**Given records**:
____________________

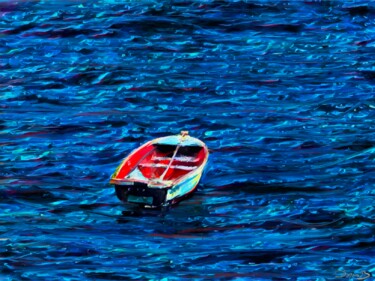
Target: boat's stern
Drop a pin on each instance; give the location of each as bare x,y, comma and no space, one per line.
144,194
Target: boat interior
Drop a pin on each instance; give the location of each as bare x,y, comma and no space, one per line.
168,162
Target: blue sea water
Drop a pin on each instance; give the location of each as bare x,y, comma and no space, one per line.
282,92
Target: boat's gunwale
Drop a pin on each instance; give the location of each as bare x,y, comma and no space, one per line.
163,184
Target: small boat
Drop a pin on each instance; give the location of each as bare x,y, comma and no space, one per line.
162,171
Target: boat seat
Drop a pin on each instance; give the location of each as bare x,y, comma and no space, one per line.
178,158
179,167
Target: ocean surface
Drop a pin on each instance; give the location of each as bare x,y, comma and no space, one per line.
282,93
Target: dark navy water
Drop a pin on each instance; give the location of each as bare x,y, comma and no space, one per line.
282,93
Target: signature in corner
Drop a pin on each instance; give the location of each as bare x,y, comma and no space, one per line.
363,276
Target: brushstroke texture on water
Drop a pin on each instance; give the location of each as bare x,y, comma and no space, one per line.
282,93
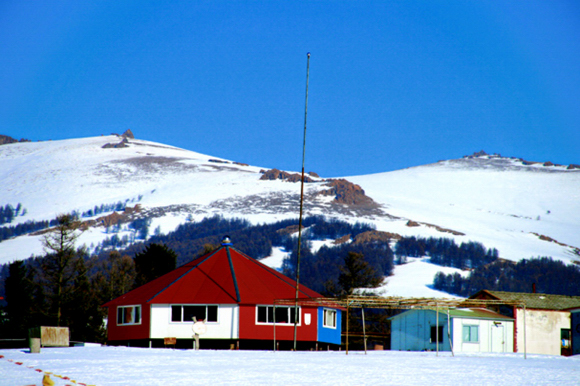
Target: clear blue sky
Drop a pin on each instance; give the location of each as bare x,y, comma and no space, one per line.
393,84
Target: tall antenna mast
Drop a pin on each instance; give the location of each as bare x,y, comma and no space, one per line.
296,313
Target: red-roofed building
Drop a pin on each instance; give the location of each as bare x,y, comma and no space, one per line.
234,296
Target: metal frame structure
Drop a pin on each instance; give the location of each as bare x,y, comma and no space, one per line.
391,302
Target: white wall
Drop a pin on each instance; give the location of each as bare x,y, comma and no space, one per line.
494,336
225,328
542,331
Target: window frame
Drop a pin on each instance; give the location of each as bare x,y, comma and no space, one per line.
434,334
325,318
136,316
470,328
182,313
269,315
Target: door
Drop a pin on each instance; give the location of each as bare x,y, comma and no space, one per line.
497,338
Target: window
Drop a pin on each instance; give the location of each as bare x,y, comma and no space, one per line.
183,313
434,334
471,334
284,314
128,315
565,336
329,318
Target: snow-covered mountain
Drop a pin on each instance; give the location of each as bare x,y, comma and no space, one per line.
523,209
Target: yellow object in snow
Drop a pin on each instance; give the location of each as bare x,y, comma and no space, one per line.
46,381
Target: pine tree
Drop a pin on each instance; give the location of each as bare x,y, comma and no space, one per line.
58,268
155,261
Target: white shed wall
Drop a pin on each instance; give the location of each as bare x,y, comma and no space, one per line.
542,330
494,336
227,326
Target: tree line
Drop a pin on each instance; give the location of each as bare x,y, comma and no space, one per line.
549,276
66,287
8,213
445,252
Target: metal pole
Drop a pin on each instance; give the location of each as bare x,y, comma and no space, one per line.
347,329
449,332
437,327
364,330
525,348
301,203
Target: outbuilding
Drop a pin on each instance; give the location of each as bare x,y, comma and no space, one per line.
463,330
234,296
543,321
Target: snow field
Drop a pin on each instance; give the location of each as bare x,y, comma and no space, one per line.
138,366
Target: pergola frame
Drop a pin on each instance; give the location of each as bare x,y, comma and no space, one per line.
395,302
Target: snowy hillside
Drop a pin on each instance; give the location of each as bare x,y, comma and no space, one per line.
522,210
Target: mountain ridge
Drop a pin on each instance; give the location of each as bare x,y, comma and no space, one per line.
523,210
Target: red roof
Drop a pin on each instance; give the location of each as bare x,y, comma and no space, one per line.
224,276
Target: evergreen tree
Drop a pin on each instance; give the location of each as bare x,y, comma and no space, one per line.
82,308
155,261
58,268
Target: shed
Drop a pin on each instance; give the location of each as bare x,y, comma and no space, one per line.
543,325
466,329
234,295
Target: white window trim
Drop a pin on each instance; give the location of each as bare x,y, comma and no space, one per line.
324,310
470,326
290,323
130,306
191,321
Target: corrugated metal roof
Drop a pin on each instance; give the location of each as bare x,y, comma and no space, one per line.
467,313
533,300
225,276
477,313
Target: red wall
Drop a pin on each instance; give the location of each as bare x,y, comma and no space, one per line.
250,330
138,331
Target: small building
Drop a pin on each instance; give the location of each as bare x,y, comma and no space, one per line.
575,343
546,324
468,330
234,295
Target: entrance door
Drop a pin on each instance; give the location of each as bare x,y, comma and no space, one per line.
497,338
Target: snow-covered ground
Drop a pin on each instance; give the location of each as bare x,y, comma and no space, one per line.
136,366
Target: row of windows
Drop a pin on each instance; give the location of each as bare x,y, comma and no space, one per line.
470,334
127,315
200,313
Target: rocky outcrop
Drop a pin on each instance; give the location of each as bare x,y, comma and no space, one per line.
374,236
116,217
275,174
345,192
4,140
124,143
412,223
128,134
289,230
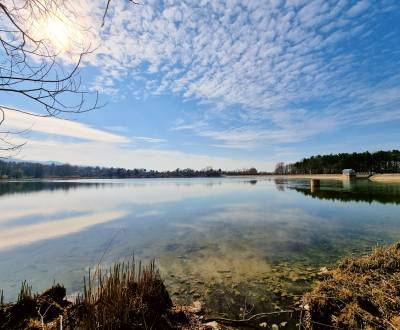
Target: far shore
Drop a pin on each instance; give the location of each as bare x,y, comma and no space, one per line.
391,178
386,178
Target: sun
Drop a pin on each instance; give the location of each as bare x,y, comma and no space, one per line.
60,33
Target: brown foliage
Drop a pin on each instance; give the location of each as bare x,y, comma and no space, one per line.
361,293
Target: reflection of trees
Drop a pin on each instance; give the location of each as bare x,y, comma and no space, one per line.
280,184
25,187
385,194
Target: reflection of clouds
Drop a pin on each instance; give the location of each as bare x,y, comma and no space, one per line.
130,192
42,207
20,235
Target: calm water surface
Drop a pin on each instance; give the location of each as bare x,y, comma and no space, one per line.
230,241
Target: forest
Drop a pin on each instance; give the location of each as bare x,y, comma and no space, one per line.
364,162
32,170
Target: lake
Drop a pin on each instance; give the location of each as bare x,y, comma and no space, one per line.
232,242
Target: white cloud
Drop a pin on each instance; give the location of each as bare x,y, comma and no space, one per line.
358,8
105,154
56,126
267,57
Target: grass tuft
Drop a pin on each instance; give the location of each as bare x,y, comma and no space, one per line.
360,293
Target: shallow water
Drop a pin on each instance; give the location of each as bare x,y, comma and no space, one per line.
236,243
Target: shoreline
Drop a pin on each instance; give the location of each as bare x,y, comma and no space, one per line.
352,294
386,178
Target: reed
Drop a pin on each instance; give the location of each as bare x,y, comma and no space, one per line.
25,292
128,294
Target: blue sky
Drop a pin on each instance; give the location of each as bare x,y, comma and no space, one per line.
230,84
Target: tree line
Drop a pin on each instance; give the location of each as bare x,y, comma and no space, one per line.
31,170
367,162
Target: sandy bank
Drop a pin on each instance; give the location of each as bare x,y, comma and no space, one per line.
395,178
294,176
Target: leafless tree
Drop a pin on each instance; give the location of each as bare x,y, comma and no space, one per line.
33,70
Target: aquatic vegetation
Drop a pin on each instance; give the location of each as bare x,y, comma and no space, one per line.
361,293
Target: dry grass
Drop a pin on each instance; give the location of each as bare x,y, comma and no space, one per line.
361,293
126,297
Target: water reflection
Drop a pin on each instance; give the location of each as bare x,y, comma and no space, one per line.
227,240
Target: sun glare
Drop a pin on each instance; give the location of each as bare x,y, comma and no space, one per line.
61,33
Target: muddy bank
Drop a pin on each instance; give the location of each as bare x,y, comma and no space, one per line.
127,297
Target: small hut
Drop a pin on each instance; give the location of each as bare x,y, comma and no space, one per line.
349,173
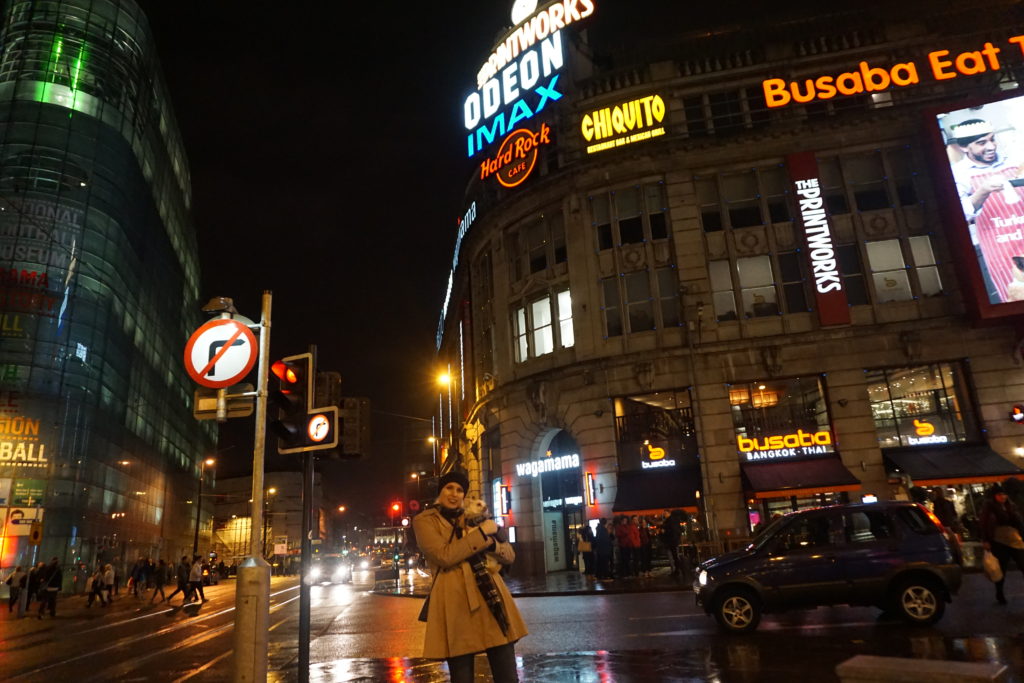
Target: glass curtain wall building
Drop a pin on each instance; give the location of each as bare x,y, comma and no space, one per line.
99,453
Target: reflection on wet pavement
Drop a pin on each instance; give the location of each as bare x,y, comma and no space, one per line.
727,659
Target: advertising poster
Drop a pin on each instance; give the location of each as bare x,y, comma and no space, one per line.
19,520
984,147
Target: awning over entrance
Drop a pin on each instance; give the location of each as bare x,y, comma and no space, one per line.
643,491
798,477
950,465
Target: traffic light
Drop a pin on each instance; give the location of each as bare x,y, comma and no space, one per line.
293,397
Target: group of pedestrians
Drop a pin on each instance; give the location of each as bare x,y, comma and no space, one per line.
624,547
43,583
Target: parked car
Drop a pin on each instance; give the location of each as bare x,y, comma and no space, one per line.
894,555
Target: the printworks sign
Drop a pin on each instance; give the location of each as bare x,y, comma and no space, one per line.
828,291
520,76
624,124
555,464
941,65
784,446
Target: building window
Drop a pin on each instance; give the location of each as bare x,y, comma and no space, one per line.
650,300
653,430
743,199
853,273
921,406
888,271
535,331
721,288
632,215
538,246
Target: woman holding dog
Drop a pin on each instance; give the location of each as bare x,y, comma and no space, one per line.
469,609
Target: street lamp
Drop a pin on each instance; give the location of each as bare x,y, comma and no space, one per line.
266,516
209,462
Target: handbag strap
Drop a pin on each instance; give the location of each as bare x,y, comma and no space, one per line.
438,571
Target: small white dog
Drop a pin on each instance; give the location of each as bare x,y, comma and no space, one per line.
476,511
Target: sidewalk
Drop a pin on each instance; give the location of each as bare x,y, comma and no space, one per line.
416,583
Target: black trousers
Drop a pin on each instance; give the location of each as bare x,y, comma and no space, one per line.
501,658
1005,554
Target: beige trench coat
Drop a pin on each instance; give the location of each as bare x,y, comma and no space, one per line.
459,621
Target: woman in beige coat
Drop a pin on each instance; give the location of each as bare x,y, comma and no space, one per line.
470,609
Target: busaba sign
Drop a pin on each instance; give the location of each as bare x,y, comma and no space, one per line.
828,292
517,156
940,65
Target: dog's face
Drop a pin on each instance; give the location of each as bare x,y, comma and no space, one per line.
475,509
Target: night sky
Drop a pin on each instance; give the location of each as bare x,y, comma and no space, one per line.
325,144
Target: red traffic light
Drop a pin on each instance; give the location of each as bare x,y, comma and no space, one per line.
285,372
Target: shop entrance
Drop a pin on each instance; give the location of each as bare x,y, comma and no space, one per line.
561,503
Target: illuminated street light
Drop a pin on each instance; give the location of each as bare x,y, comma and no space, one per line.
209,462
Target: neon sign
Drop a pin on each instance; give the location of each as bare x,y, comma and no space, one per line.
652,457
620,122
942,65
556,464
524,62
785,445
517,156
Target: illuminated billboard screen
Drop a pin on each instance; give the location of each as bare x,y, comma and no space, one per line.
983,179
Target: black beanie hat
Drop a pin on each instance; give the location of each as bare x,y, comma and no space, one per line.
458,476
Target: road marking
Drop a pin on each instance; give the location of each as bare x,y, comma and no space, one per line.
132,640
230,652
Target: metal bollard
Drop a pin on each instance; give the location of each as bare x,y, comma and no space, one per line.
252,619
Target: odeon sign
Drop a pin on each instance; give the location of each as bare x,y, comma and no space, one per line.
785,445
524,62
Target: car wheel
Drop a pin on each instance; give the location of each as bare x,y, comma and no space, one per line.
737,610
919,601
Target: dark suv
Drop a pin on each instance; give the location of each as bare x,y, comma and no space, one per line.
894,555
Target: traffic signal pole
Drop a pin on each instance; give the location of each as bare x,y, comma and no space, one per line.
252,593
308,461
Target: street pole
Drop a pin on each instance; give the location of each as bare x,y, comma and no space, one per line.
199,508
306,564
252,593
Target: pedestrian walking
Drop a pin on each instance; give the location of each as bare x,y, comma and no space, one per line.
98,588
1001,529
16,583
469,609
181,574
50,581
159,579
196,580
603,550
33,582
110,583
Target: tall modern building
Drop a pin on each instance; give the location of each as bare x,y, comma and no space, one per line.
736,268
99,453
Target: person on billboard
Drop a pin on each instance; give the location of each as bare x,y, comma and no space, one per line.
991,193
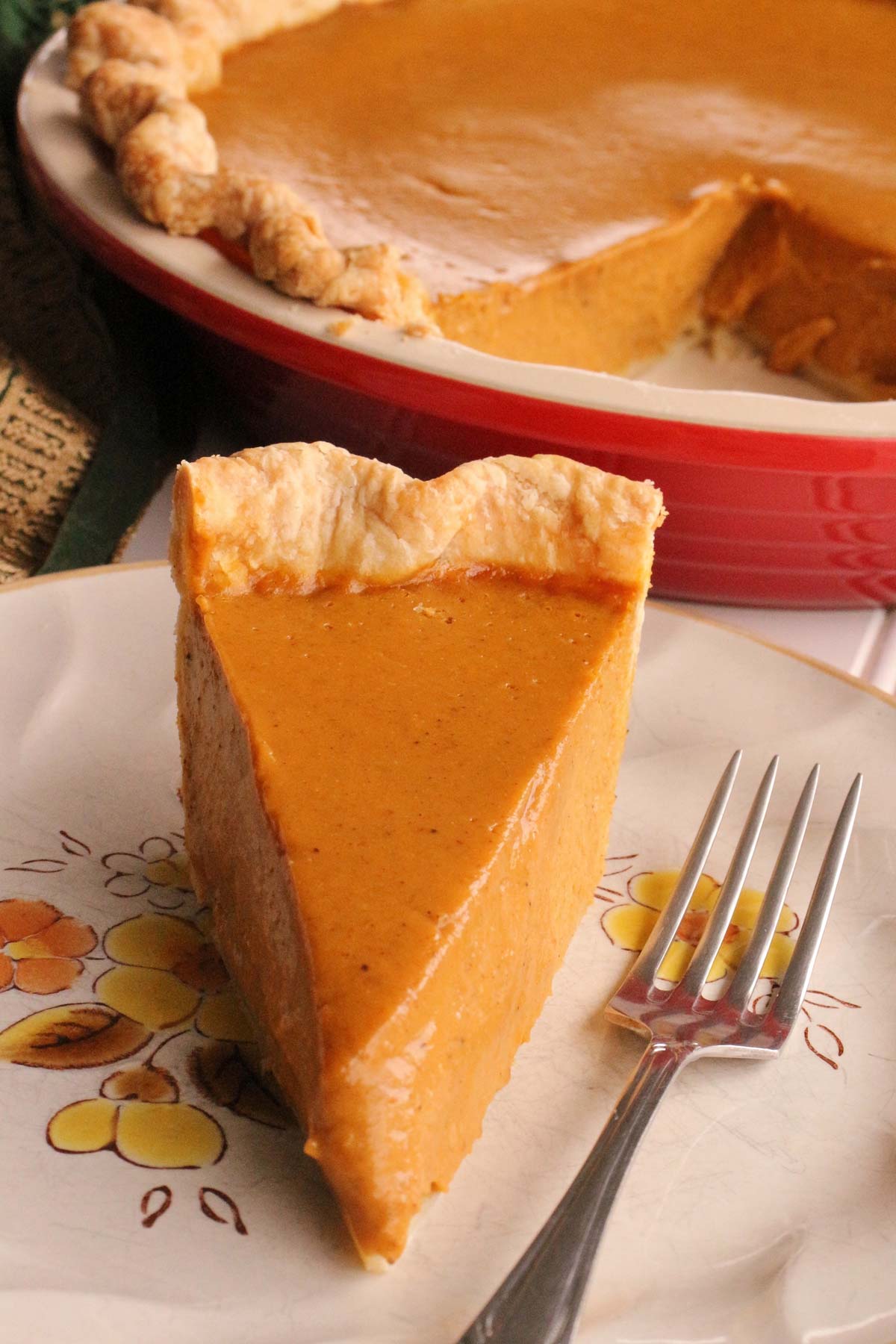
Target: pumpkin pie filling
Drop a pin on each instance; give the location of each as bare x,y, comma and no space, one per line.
573,181
401,747
566,176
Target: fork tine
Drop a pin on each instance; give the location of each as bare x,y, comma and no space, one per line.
732,886
754,956
795,983
664,930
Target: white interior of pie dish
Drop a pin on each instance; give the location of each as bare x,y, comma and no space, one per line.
687,385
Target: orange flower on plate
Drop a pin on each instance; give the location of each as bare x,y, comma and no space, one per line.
40,948
629,925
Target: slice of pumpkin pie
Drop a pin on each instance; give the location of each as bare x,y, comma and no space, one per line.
402,707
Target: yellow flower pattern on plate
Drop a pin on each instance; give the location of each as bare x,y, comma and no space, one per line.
168,974
629,925
140,1117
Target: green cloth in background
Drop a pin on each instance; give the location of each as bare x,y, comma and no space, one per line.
85,356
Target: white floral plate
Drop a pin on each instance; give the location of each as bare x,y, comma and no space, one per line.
151,1189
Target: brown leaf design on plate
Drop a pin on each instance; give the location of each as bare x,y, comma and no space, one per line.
821,1048
208,1196
72,1036
222,1074
72,844
40,866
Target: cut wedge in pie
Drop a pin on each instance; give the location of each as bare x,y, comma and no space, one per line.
571,181
402,707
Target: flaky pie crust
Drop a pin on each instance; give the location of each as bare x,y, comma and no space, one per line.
134,66
301,517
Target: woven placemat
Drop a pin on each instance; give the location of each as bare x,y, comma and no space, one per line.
46,447
85,369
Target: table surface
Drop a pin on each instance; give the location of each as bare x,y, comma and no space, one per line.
862,643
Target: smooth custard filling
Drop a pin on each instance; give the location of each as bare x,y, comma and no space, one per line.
394,732
496,139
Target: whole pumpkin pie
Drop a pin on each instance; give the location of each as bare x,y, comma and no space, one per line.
573,181
402,707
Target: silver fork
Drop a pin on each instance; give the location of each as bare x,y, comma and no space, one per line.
541,1298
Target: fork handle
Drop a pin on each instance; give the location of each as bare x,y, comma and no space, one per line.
539,1301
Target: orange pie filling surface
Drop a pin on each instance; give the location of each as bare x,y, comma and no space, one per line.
579,181
423,753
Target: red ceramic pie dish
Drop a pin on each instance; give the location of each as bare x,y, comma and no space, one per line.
771,499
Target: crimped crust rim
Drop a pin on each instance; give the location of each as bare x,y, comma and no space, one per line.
134,66
302,517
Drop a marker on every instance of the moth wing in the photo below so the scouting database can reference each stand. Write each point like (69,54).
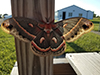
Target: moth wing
(23,28)
(75,28)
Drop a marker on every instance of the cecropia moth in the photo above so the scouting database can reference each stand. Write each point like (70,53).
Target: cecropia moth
(47,37)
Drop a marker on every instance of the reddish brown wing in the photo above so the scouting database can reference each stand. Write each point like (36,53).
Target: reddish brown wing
(75,28)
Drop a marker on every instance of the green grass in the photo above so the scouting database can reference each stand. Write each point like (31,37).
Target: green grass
(89,42)
(7,53)
(96,22)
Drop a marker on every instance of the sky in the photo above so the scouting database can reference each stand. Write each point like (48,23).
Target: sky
(93,5)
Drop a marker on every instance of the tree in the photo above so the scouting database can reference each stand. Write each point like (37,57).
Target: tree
(4,15)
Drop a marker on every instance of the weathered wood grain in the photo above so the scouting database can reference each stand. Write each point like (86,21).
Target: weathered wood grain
(28,63)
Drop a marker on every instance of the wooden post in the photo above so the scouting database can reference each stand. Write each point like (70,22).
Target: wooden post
(28,63)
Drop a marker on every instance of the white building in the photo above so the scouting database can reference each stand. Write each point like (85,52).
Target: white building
(73,11)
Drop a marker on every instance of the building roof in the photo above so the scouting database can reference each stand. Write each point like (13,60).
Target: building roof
(74,6)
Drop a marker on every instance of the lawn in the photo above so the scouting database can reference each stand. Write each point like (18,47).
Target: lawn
(89,42)
(96,22)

____________________

**Exercise details**: In everything from the line containing "Drop a marker on every instance of the lawn" down through the end of the data, switch "lawn" to "grass" and change nothing else. Give back only those lines.

**Result below**:
Drop a marker on every instance of the grass in the photo above so the scouting database can reference each stand. Write each point like (18,47).
Target: grass
(89,42)
(96,22)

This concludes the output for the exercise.